The GE13 People’s Tribunal: remembering Sabra and Shatila

By Rama Ramanathan

There was intense disquiet after the 13th General Election in May 2013.

There were mass gatherings. There were allegations of unequal access to media; of erasable ink; of wrongful use of government machinery; of vote-buying; of ‘directed’ postal votes and advance votes; of phantom voters; of unauthorized changes to voters’ constituencies; of mischief during vote-counting; and much more.
 
Politicians from all sides petitioned the Elections Court to nullify results.

Was the disquiet lit by moral arsonists or was it lit by moral outrage?
 
GE13 was remarkable because many members of civil society participated as monitors. They weren’t unemployed youths; they were from all walks of life, across all ages. NGOs (e.g. Tindak Malaysia) had trained Polling and Counting Agents. NGOs (e.g. Pemantau) had organized to collect feedback from across the nation about the conduct of the elections. NGOs (Bersih) had demonstrated en masse to express the disgust and horror they felt about the Electoral Register.

I wish I could write that the government’s response to the voice of the people was nothing more than to shower them with odium. Sadly I have to write that the government showered them with arrests, threats, tear gas and acid-laced water.

The Election Commission (EC) has not satisfactorily explained the erasable ink. No one has taken responsibility. Despite voluminous police reports, no one has been charged.

== == ==

Exercise brief:
Go on with the piece on Malaysia's 13th General Election, picking up right after its final sentence. The listing that comes next is drawn from a separate source.

Recorded information:

== == ==

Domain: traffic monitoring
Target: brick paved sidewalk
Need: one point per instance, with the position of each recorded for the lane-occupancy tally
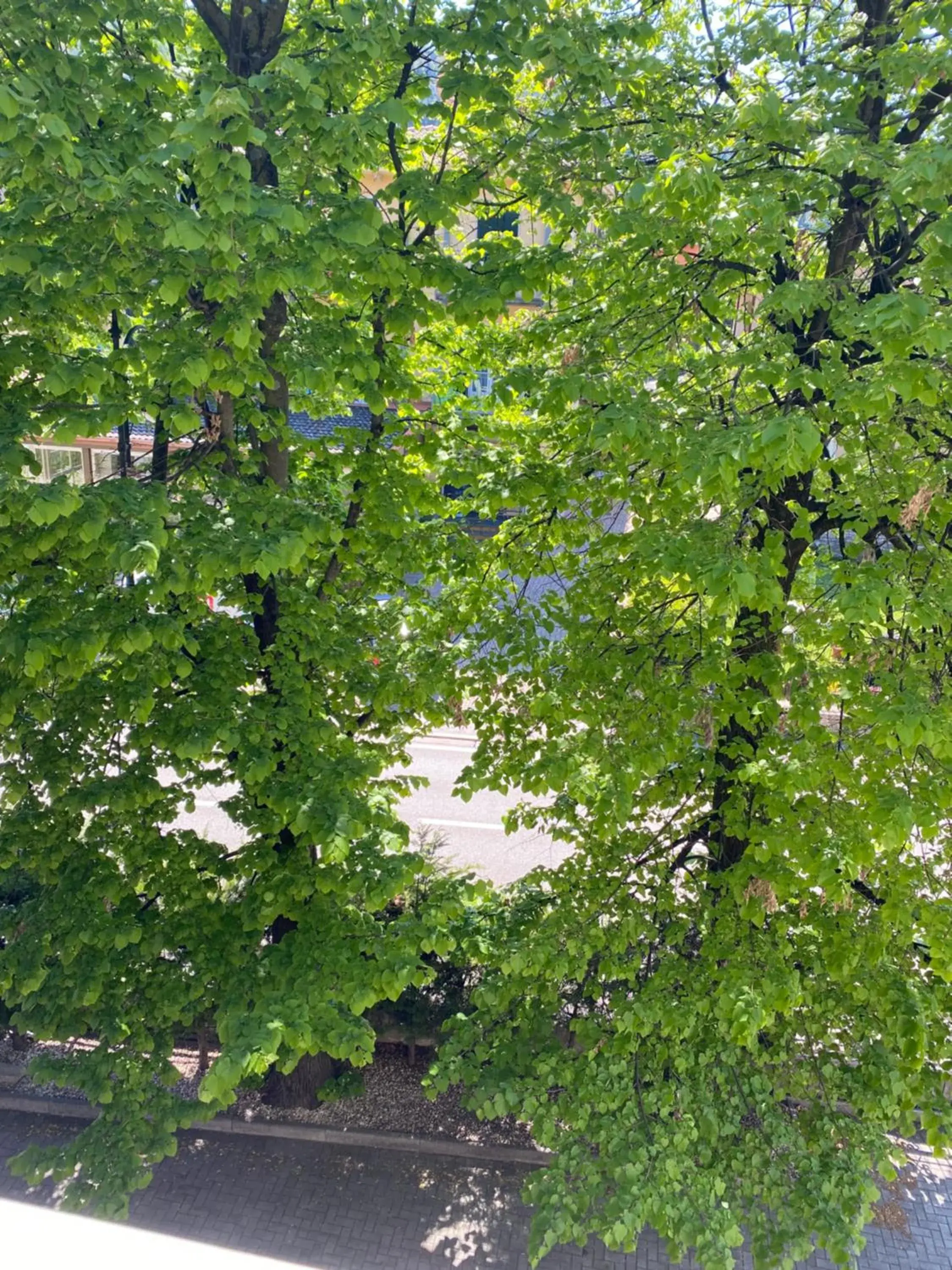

== == ==

Answer to this exercise:
The Malaysian judiciary has placed technicality above morality. The majority of election petitions – from all sides – have been thrown out on technicalities. Worse, the courts have ordered unsuccessful petitioners to pay massive sums for petitioning the courts.

The police and the Attorney General are disinterested. No one has been prosecuted.

The EC lacks credibility and moral authority. The police look the other way. Judges (unlike their activist brethren in India) don’t want to be troubled by morality.

Citizens have only individual means to lodge protests and seek redress; there are thousands of reports, letters and comments directed to officialdom. All by individuals.

Until the People’s Tribunal, there was no mechanism to look objectively at the big picture and deliver a verdict on whether the disquiet is truth-based moral outrage. The final report of the Tribunal explicates the reason-for-being of the Tribunal:

“BERSIH 2.0 conceived the Tribunal as “essentially a citizen’s effort and a people’s platform to investigate the conduct of the last general election,” and as “a Tribunal of conscience, mandated with a moral force by the people to arrive at the truth.” It set up the Tribunal to investigate the truth and to give the people the opportunity “to make their voices heard” and to provide “a platform for evidence to be presented and scrutinized, while inaccuracies are exposed and facts sifted from a sea of allegations. The People’s Tribunal ensures that truth will not be a casualty.”” (Page 6)

A helpful analogy for the reason-for-being of the Tribunal has been suggested by Professor Gurdial Singh Nijar, lead counsel at the Tribunal. He says the Tribunal does what no other institution does: the Tribunal, comprised of eminent, credible, unbiased persons, looks at all the facets of the disquiet which arose in GE13. Looking from many angles, taking everything together, the Tribunal draws a conclusion.

The Tribunal convened a hearing over 5 days in September 2013. It was provided with much evidence.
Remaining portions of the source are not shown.